- Required work
Start to finish, the listing must be rewritten exactly.
Material to process below:
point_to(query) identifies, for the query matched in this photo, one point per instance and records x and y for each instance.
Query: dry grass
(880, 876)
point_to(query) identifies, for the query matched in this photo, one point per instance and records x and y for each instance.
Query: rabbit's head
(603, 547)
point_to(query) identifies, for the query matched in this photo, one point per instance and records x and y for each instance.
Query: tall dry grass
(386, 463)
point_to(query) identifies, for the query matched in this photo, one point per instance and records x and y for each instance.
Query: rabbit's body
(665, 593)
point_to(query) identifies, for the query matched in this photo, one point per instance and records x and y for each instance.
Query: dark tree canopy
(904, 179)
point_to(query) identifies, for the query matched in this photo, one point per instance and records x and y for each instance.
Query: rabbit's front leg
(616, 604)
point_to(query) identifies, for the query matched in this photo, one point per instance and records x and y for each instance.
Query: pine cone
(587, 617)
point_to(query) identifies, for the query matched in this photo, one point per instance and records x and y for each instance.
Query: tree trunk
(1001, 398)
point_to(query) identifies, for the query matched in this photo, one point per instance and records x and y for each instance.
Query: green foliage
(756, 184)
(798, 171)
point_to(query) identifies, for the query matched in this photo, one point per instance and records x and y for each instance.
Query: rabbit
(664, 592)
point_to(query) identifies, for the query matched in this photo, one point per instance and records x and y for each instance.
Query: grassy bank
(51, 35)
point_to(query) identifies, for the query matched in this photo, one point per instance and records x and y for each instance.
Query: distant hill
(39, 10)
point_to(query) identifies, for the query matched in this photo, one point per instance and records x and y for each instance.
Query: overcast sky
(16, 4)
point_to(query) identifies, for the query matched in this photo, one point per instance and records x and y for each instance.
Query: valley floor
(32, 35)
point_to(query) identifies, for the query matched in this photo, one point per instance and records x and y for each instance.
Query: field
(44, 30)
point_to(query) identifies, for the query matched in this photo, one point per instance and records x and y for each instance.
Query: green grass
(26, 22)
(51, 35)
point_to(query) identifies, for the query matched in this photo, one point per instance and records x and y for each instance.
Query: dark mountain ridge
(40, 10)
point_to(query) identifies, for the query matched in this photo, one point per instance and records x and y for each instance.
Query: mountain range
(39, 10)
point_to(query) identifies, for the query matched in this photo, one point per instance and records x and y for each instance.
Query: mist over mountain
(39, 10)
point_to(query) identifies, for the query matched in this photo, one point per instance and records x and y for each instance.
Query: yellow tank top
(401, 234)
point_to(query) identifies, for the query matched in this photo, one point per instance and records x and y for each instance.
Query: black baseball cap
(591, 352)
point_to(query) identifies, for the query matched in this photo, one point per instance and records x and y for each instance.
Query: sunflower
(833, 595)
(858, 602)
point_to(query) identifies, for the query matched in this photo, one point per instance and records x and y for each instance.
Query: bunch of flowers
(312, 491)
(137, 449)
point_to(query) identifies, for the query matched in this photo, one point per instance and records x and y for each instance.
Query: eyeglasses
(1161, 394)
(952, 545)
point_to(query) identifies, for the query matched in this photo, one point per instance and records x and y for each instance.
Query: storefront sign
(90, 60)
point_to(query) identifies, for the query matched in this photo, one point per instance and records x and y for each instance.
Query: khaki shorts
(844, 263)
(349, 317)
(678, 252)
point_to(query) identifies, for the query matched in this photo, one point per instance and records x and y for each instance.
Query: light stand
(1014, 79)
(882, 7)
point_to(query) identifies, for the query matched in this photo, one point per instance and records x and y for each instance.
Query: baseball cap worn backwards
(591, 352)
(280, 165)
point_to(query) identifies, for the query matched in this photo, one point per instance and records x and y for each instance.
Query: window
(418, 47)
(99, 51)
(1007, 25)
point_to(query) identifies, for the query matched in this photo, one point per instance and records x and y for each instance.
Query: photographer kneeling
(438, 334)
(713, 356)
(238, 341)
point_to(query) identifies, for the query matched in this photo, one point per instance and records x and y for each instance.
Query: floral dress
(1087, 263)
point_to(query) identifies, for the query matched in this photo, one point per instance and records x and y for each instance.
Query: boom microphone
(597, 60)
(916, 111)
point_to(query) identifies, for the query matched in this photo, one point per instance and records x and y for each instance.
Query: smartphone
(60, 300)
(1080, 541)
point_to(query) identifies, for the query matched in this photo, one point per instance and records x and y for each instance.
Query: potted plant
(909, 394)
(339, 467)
End of Material to process.
- Output
point_to(query) identifies, for the query matched in this photo, one point per instance and records x and y for each instance.
Query: dry grass
(880, 876)
point_to(query) identifies, for the query matched in this photo, one point per instance and records x and y for each instance.
Query: rabbit's head
(603, 547)
point_to(query) identifies, for the query matched in this photo, one point per instance and records x and y for each instance.
Query: tall dry grass
(386, 463)
point_to(query) identifies, for the query matched in this photo, one point per instance and records x and y for each instance.
Query: rabbit's body
(665, 593)
point_to(query) identifies, for the query matched in this photo, one point per instance and records x and y for each instance.
Query: dark tree canopy
(904, 179)
point_to(query) identifies, for the query matched in this photo, one point per instance and records x and y for each instance.
Query: rabbit's front leg
(616, 604)
point_to(query) identifies, for the query matched in this photo, one point per instance and records x and y for each instance.
Query: pine cone
(587, 617)
point_to(query) identifies, for the query matched in this photo, one point per instance and records x and y for each instance.
Query: tree trunk
(1001, 398)
point_to(query) identifies, for the query matched in this photo, one point per instance and records x and y for each instance.
Query: green foliage
(756, 184)
(798, 171)
point_to(query) identifies, for the query matched in this photo, one point per instance and records x and y for each instance.
Query: rabbit
(664, 592)
point_to(query) identifies, for the query matched in this photo, one point per instance and records x and y for each instance.
Query: grassy bank
(51, 35)
point_to(query) identifies, for the query matched in this photo, one point per instance and records x and y for each instance.
Query: distant hill
(39, 10)
point_to(query) identifies, for the query matched in this photo, one point per instance and records x and y for each instance.
Query: overcast sky
(16, 4)
point_to(query) identifies, for the query matched in this photo, one point per instance and records x and y for each instance.
Query: valley floor
(32, 35)
point_to(query) identifies, for the query matched in this photo, one point per instance and records x and y for each instance.
Query: field
(44, 30)
point_to(query) identifies, for the query matched in this photo, one point per instance and records x and y for each instance.
Query: green grass
(26, 22)
(51, 35)
point_to(query) identifies, for the query matched in this photo, one point per instance and records x and y for each instance.
Query: dark mountain ridge
(40, 10)
point_to(query) identifies, for the query matched in this photo, one point per instance and records x and y for each instance.
Query: mountain range
(39, 10)
point_to(query) identifies, for the query matched in this photo, one point per instance and records x and y for each instance.
Query: mist over mountain
(39, 10)
point_to(query) identifies, for the query matched in this photo, one point per instance and records x and y for each instance.
Query: yellow tank top
(401, 234)
point_to(query) identifies, for the query matched in this photo, one point per instance and records x and y for each instance.
Query: black baseball cap
(591, 352)
point_to(query) identifies, for the query matched in this photo, one point per instance and records x and y for each instance.
Query: sunflower
(833, 595)
(858, 602)
point_to(query) identifies, for the query matched in this photo, one point per instance and records x and y for each instance.
Query: bunch of flowers
(312, 491)
(137, 449)
point_to(query) identifies, for the query matched in this photo, one point per instance and records x and y for each instance.
Query: eyeglasses
(1161, 394)
(952, 545)
point_to(query) identifies, for the query matched in this photo, one point per instance and records x and y for each instance.
Query: storefront sign
(90, 60)
point_to(query) identifies, for the query matched in this photo, one point per instance and records x and y for each instance.
Query: khaki shorts
(844, 263)
(349, 317)
(678, 252)
point_to(query) identifies, for the query matched in this photo, one point per instance and records x and y for each instance.
Query: light stand
(1014, 79)
(882, 7)
point_to(query) identifies, for the query matched in this photo, one point per instance and records x and y for each instance.
Query: baseball cap worn backwards
(591, 352)
(280, 165)
point_to(query) identifies, for the query matched in this photo, one point per instance and records x and y for each instance.
Query: window
(418, 47)
(99, 51)
(1007, 25)
point_to(query) identifies, for the query matched in this photo, one point per instance and records x and y for each instance.
Query: photographer kneeling
(438, 334)
(713, 356)
(238, 341)
point_to(query) identifies, for the query matched in this photo, one point per instance and records x and y for each instance.
Query: floral dress
(1087, 263)
point_to(query) identifies, for the query matched in this photo, one point per instance and records x and y for each instance.
Query: boom microphone
(597, 60)
(916, 111)
point_to(query) identifies, for the query matched in this photo, one point per instance and records x and y for each instance.
Query: smartphone
(60, 300)
(1080, 541)
point_to(query) identifies, for the query matched in this photo, one point per instance and records x and y for each instance.
Query: potted plant
(909, 394)
(339, 467)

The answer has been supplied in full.